WHAT THIS TASK INVOLVES.
Return every line of the records that contains the string "lapel", matching case exactly.

begin

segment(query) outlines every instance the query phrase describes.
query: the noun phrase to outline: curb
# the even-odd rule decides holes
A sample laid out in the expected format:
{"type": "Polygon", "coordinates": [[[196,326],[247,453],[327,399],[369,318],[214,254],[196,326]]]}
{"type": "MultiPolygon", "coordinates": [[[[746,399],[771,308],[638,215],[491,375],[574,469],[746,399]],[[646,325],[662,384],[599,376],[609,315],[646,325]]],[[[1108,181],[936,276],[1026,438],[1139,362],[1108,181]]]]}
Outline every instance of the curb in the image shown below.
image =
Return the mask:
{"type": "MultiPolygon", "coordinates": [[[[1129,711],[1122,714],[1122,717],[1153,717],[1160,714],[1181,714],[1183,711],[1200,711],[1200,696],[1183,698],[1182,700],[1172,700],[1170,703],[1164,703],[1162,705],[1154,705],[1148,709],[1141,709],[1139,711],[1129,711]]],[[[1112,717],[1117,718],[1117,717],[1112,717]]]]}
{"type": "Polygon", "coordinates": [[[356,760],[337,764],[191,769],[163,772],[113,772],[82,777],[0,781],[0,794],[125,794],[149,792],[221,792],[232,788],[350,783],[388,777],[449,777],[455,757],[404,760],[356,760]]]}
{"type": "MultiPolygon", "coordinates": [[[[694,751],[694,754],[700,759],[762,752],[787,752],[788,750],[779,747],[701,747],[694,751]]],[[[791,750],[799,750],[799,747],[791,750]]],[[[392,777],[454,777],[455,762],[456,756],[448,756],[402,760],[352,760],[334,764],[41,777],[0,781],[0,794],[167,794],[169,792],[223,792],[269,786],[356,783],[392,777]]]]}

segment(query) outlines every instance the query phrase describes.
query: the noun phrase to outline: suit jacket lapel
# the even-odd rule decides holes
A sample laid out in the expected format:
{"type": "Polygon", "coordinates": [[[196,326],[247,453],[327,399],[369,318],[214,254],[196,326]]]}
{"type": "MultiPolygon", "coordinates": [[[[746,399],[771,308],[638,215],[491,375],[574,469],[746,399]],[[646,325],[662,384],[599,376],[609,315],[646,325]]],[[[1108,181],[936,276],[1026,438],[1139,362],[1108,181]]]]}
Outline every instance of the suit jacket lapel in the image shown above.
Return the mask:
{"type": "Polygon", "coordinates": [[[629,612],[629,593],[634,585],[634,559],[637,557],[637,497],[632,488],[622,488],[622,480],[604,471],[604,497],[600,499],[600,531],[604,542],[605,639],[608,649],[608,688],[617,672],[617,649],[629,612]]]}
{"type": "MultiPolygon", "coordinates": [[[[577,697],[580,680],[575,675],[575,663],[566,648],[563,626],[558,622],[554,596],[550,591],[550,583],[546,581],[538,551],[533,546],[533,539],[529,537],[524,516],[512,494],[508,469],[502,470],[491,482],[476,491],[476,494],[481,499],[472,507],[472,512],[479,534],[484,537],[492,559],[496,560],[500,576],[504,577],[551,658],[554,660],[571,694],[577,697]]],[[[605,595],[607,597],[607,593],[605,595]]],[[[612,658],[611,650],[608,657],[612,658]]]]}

end

RESULT FOR THIS TASK.
query: the noun phrase to outline: suit jacket lapel
Outline every instance of the suit jacket lapel in the image shown above.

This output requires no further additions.